What is being asked: From the entries below, gather each line containing the word "dark".
---- Records for the exercise
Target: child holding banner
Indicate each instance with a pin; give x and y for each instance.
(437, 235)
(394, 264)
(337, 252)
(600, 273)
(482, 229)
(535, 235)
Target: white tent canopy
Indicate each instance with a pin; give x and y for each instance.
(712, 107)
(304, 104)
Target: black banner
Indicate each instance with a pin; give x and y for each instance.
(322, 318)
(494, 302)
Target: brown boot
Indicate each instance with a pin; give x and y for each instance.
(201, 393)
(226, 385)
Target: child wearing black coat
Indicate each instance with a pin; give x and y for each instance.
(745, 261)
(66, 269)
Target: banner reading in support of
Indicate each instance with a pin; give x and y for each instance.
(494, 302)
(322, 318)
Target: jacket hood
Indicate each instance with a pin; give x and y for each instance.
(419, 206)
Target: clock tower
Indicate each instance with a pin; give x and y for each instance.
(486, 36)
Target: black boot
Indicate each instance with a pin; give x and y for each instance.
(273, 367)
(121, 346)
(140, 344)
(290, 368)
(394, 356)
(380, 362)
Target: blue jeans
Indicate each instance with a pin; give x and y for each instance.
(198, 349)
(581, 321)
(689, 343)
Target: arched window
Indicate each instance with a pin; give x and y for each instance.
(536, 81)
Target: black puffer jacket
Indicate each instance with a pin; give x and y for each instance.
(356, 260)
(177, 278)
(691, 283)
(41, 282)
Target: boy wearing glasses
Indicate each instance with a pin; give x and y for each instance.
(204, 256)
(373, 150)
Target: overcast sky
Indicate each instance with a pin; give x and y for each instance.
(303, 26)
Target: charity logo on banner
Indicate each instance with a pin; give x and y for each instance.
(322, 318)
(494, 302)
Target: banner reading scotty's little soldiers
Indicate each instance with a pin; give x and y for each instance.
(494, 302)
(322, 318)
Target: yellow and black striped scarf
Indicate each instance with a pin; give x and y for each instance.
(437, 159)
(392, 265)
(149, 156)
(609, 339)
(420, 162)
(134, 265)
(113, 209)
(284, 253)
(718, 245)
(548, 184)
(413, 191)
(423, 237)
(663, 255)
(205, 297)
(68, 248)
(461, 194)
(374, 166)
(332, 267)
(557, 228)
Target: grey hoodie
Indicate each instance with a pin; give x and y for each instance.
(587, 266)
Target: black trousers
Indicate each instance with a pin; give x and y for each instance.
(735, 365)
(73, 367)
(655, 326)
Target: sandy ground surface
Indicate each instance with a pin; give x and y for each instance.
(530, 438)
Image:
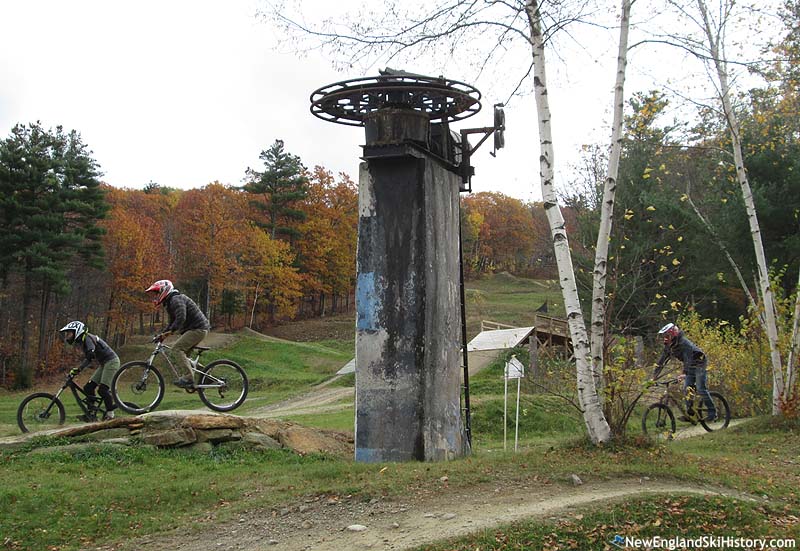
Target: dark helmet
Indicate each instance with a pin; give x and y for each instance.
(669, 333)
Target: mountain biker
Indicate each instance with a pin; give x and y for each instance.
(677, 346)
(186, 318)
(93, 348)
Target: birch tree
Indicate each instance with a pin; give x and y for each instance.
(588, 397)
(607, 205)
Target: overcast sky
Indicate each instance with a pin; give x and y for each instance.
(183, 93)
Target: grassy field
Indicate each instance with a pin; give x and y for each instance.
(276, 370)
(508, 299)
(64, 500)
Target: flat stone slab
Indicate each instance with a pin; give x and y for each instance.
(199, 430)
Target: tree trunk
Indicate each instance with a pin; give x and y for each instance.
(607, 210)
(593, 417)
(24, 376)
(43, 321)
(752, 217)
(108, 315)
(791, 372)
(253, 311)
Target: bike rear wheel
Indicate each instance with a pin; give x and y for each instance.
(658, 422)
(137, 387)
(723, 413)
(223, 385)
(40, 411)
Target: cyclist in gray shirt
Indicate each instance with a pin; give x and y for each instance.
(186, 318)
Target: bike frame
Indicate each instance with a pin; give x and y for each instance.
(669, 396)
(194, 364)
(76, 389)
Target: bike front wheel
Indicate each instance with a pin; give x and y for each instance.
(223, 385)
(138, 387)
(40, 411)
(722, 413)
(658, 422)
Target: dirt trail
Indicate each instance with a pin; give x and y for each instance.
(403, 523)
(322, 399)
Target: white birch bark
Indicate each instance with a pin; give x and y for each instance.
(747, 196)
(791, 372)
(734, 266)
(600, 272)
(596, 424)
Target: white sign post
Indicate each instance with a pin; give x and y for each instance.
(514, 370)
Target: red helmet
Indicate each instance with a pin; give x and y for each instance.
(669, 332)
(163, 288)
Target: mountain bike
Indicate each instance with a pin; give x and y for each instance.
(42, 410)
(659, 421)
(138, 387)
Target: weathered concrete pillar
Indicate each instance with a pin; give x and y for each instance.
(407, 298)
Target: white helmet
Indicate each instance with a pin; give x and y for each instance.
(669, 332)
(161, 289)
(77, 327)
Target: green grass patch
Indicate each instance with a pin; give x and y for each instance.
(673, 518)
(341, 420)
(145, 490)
--------
---- Records for the exercise
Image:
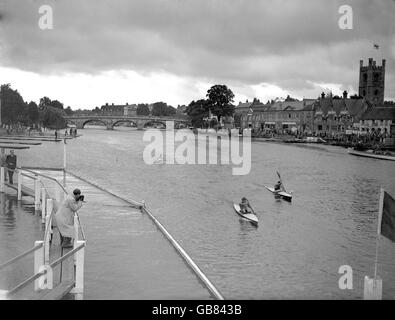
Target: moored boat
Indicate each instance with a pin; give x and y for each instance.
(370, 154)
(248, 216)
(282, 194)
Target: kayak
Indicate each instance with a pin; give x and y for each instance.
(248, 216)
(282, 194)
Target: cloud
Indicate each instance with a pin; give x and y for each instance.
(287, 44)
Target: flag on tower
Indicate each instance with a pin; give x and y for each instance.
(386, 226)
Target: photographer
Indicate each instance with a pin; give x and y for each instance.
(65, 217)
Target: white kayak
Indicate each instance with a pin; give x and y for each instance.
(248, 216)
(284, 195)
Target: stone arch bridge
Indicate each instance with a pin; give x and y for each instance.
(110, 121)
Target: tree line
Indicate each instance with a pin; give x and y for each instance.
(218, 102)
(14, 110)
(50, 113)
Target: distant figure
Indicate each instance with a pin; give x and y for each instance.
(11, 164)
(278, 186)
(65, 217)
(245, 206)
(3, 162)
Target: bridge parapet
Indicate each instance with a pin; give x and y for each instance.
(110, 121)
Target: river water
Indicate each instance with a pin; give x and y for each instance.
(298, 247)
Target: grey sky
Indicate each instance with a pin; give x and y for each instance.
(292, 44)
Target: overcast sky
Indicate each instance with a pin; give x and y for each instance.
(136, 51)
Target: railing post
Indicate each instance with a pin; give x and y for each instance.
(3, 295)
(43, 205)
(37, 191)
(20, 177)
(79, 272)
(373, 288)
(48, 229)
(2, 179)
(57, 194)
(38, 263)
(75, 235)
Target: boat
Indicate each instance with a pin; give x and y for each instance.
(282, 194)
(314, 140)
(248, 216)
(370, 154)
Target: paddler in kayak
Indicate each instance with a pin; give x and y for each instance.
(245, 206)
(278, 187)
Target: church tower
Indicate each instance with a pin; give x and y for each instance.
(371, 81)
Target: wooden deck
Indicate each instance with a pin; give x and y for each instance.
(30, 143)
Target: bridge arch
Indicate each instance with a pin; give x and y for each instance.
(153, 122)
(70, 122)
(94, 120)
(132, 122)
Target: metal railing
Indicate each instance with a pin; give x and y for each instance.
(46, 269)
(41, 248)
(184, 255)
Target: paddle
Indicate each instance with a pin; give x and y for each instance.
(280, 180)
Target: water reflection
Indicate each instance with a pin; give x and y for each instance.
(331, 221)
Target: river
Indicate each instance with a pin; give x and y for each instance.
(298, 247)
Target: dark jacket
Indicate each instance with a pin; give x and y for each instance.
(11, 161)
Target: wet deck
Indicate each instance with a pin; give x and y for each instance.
--------
---- Records for the exercise
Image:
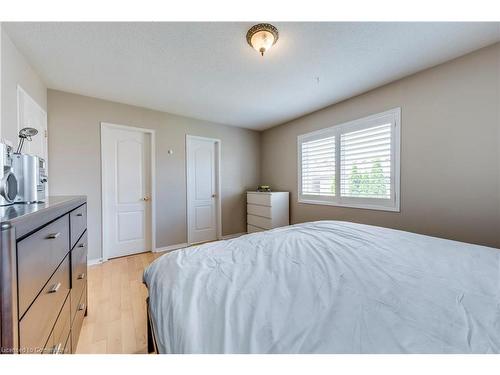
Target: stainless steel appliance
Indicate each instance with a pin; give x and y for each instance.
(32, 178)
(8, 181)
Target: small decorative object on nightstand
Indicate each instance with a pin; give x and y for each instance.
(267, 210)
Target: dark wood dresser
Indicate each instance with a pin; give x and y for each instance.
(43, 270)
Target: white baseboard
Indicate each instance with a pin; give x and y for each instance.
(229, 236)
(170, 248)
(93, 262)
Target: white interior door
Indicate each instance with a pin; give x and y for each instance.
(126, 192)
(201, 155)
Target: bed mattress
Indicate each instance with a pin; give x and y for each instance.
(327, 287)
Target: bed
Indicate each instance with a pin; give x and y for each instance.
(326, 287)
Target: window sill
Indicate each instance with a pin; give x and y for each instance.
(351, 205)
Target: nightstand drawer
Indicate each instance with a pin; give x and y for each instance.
--------
Task solution:
Target: dark helmet
Target: dark jacket
Target: dark wood dresser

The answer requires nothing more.